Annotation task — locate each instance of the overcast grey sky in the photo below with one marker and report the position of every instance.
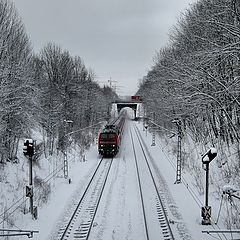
(116, 38)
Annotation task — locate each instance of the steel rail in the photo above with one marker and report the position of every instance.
(170, 236)
(140, 188)
(67, 229)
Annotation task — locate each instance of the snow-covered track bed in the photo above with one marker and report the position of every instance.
(79, 223)
(155, 215)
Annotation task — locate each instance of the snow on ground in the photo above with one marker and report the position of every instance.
(118, 217)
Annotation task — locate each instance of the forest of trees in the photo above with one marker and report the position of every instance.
(43, 91)
(196, 79)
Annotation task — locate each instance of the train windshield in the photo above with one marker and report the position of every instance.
(107, 136)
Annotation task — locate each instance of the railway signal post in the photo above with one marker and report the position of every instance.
(28, 150)
(179, 153)
(206, 210)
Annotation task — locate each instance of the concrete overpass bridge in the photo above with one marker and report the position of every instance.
(135, 103)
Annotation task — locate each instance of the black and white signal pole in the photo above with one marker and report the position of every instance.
(206, 210)
(179, 152)
(28, 150)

_ _ _ _

__Stated exercise__:
Every entry above should be duplicated exactly. Do not include the images.

__Written answer__:
Annotation task — locate each instance of the overcast grey sky in the photo below with one marker and report the position of every instance.
(116, 38)
Annotation task — locate each instance of the steel rail in the photo above with one marker and report the position of every instance.
(170, 236)
(140, 188)
(67, 229)
Annotation task — locate each instance of the snow-covered track bed in the photo above with one marker and report the position of every instance.
(79, 223)
(155, 215)
Annotation task — locate each instance of the snow on ground in the photo above with one marker and report the position of every instance.
(118, 217)
Annotation task — locate each instance of the forest of trees in the photo above with one marker and report the position of every instance.
(43, 91)
(196, 79)
Annotation task — locate each instance of the train windshield in the photo above with one marker and report the position of every instance.
(107, 136)
Annotation task — locate each instance of the railway signal post in the photo above with one marker and report the position of every instance.
(28, 150)
(179, 153)
(206, 210)
Annotation task — locate each instance of the concrete overpass bridge in the photo above with one marker and report the position of every instance.
(135, 103)
Annotation task — locate each instance of the black and white signal pole in the photo above with one marker and report the position of every instance.
(206, 210)
(179, 152)
(28, 150)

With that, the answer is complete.